Take every line containing "water" from the material and copy it.
-- Opening Marker --
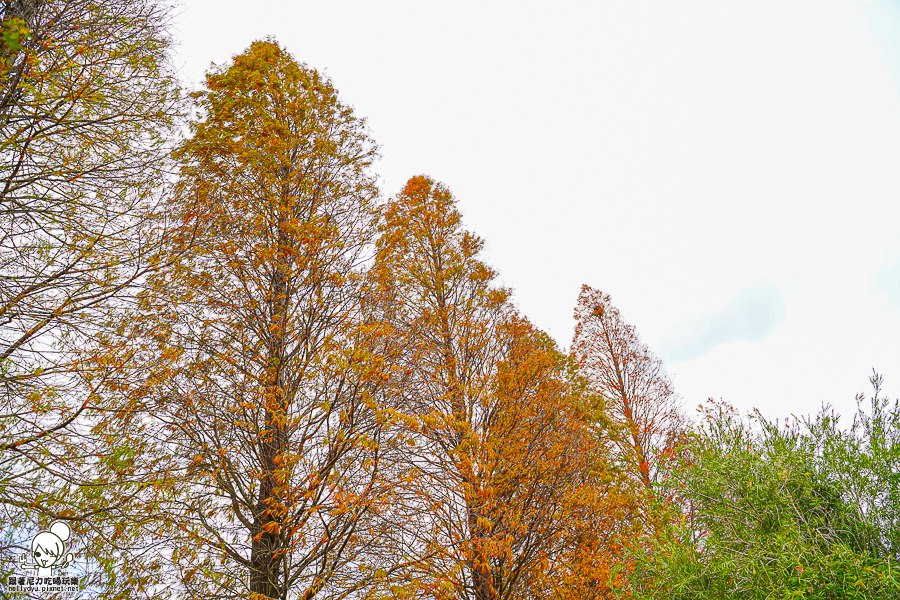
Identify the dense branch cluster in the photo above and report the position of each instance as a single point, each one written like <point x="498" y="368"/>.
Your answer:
<point x="233" y="369"/>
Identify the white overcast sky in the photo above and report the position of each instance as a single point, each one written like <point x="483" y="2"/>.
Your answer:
<point x="729" y="172"/>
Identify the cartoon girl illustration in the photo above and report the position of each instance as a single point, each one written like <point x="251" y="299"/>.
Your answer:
<point x="47" y="549"/>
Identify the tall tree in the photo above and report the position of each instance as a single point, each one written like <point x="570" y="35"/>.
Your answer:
<point x="262" y="350"/>
<point x="502" y="480"/>
<point x="620" y="368"/>
<point x="88" y="104"/>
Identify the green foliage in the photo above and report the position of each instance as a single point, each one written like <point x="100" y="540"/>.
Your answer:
<point x="765" y="510"/>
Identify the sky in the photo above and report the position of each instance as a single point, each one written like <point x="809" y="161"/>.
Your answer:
<point x="726" y="171"/>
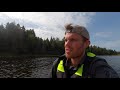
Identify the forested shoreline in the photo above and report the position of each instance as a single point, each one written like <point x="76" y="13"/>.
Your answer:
<point x="16" y="40"/>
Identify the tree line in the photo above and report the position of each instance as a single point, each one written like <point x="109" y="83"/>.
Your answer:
<point x="17" y="40"/>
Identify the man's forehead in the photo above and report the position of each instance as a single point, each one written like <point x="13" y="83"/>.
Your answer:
<point x="72" y="35"/>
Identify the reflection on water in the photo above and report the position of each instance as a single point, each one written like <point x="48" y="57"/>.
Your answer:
<point x="113" y="61"/>
<point x="25" y="68"/>
<point x="39" y="67"/>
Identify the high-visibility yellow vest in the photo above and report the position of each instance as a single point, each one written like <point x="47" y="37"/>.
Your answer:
<point x="79" y="72"/>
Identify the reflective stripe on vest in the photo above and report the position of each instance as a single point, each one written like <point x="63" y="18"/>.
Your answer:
<point x="80" y="69"/>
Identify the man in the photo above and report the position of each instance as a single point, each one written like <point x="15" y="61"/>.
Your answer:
<point x="77" y="63"/>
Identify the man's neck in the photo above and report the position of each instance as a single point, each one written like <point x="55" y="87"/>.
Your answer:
<point x="77" y="60"/>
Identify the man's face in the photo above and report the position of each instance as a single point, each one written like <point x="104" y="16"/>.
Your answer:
<point x="74" y="45"/>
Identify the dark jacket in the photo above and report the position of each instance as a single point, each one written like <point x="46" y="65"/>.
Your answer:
<point x="94" y="67"/>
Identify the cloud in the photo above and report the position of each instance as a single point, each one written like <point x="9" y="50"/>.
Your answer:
<point x="103" y="34"/>
<point x="47" y="24"/>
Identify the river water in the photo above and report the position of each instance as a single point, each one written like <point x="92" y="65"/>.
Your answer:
<point x="39" y="67"/>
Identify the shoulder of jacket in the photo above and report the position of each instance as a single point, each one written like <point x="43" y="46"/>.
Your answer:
<point x="62" y="57"/>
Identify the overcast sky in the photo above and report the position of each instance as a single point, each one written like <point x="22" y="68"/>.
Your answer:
-- Closing Marker --
▶ [Response]
Identify the reflection on water in the photo above and report the position of each instance as a single point, each one written like <point x="48" y="57"/>.
Identify the river water in the photo above and report the position of each instance as a single point, each one written like <point x="92" y="65"/>.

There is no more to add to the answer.